## Opdrachten
a) Beantwoord deze vragen met gegevens uit het bericht over de zaak Pacogi tegen Lacoste:
(i) Welk hof behandelt de zaak?
(ii) Voor welke klassen van waren diende Pacogi het depot in?
(iii) Op welke datum stelde Lacoste oppositie in?
b) Vertaal deze zin uit het bericht over de zaak Pacogi tegen Lacoste in het Engels: "Op 26 september 2013 heeft Lacoste oppositie ingesteld tegen de inschrijving van dit depot."
c) Hervat het bericht over de zaak Pacogi tegen Lacoste direct na de laatste zin die er staat.

## Documentfragment
━━━━━━━━━━━━━━━━━━━━━━━━━━━━━━
Oppositie Lacoste tegen woordmerk 'EAU CROCO' ook in hoger beroep gegrond

02-02-2016 Print this page
IEPT20160126, Hof Den Haag, Pacogi v Lacoste
(Met dank aan Fleur Folmer, NautaDutilh)

Lacoste beeldmerken genieten grote bekendheid bij breed publiek en hebben groot onderscheidend vermogen. Verwarringsgevaar tussen Lacoste beeldmerken en bestreden woordmerk “EAU CROCO”: ruime begripsmatige overeenstemming, gelijkheid betrokken waren en groot onderscheidend vermogen van de Lacostemerken


MERKENRECHT


Op 27 juni 2013 heeft Pacogi een Benelux-depot van het woordmerk 'EAU CROCO' (hierna: het bestreden teken) ingediend voor waren in de klassen 3, 14 en 25. Op 26 september 2013 heeft Lacoste oppositie ingesteld tegen de inschrijving van dit depot. De oppositie is gebaseerd op haar oudere merkinschrijvingen. Bij beslissing van 6 mei 2015 heeft het BBIE de oppositie van Lacoste toegewezen en beslist dat voormeld Benelux-depot met nummer 1267366 niet wordt ingeschreven, met veroordeling van Pacogi in de kosten. Hiertegen gaat Pacogi in beroep bij het hof.
━━━━━━━━━━━━━━━━━━━━━━━━━━━━━━
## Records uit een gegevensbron
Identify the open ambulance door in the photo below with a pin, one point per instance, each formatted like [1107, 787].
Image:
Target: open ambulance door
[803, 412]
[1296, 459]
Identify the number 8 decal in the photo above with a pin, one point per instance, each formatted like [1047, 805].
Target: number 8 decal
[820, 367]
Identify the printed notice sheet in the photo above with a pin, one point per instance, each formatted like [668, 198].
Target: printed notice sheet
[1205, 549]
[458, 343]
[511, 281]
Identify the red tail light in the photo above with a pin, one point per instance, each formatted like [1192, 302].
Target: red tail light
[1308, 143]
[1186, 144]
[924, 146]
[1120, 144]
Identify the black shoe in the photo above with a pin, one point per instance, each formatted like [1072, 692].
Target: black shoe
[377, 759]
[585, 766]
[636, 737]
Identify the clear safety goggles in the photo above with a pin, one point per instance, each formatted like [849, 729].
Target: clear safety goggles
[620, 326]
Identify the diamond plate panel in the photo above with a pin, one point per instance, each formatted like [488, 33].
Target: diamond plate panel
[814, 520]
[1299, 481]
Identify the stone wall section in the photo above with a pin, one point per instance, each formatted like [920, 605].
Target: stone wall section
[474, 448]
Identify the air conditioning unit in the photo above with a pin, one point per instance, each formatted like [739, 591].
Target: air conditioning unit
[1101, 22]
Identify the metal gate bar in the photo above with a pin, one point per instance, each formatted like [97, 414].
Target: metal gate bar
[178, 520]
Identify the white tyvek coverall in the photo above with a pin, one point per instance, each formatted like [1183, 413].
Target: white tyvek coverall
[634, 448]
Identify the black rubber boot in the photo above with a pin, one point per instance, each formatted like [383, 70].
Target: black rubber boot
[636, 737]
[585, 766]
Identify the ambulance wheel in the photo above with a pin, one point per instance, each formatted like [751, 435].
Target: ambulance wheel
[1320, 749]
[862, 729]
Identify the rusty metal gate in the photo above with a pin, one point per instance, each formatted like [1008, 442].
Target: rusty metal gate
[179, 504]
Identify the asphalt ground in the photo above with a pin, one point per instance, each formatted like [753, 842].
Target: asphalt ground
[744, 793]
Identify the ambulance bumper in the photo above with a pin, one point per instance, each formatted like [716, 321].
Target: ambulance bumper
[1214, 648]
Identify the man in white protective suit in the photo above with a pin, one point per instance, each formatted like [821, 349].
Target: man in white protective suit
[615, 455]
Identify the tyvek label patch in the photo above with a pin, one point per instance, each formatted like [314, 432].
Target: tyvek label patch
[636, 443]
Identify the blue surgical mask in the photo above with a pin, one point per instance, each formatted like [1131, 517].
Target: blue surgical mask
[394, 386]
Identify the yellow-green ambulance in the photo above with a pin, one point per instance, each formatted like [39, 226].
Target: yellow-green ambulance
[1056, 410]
━━━━━━━━━━━━━━━━━━━━━━━━━━━━━━
## Jouw antwoorden
a)
(i) Hof Den Haag
(ii) De klassen 3, 14 en 25
(iii) 26 september 2013

b) On September 26, 2013, Lacoste filed an opposition against the registration of this filing.

c)
Het hof oordeelt dat de in het midden kan blijven of de Lacoste beeldmerken algemeen bekend zijn. Lacoste heeft deugdelijk aangevoerd dat de beeldmerken langdurig en intensief gebruikt zijn en daardoor kan in elk geval worden aangenomen dat de merken, een grote bekendheid bij het publiek hebben en bovendien een groot onderscheidend vermogen. Volgens het hof is sprake van verwarringsgevaar. Dit omdat sprake is van ruime begripsmatige overeenstemming, gelijkheid van de betrokken waren, en het grote onderscheidend vermogen van de Lacostemerken. Dit laatste geldt temeer nu de markt waarop de betrokken waren worden aangeboden, waarin het gebruikelijk is dat parfums in verschillende varianten, met variatie in benaming, worden aangeboden.